**DATA TO USE:**
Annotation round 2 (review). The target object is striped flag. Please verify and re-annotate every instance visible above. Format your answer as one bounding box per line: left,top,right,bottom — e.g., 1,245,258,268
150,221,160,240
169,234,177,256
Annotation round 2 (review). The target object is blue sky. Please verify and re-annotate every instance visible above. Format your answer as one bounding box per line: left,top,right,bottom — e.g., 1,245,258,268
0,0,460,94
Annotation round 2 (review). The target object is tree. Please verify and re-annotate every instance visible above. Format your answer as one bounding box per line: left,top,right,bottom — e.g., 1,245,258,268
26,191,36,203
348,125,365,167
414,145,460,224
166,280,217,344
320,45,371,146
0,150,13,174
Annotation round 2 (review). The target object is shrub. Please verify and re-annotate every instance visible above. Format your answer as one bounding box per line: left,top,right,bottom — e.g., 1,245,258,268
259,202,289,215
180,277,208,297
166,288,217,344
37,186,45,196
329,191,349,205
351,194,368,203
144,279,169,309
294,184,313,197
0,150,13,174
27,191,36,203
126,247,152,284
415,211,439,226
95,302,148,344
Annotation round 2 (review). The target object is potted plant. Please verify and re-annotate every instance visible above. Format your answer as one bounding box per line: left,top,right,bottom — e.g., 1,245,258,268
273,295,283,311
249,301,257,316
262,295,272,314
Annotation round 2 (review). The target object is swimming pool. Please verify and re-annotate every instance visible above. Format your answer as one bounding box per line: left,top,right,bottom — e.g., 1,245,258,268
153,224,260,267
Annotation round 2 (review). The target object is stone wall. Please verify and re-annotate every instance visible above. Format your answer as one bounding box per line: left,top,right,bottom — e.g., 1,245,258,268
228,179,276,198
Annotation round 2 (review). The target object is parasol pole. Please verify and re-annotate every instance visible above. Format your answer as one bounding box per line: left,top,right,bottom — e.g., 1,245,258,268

**WHAT YOU WILL DO:**
Give the material as a numbered list, starting with the line that contains "Annotation round 2 (review). The target object is shrub." and going on through the line that contains "95,302,148,344", leaving out any blank lines.

**RESPONSE FOR THIS EXERCISE:**
1. Annotation round 2 (review). The target object is shrub. Please verify and re-annotate every instance visible above. Format your answer as one bounding box per line: left,top,right,bottom — e.g., 1,245,258,268
2. 259,202,289,215
3. 180,277,208,297
4. 166,288,217,344
5. 37,186,45,196
6. 329,191,349,205
7. 351,194,368,203
8. 144,279,169,309
9. 294,184,313,197
10. 0,150,13,174
11. 27,191,36,203
12. 126,247,152,284
13. 415,211,439,226
14. 95,302,148,344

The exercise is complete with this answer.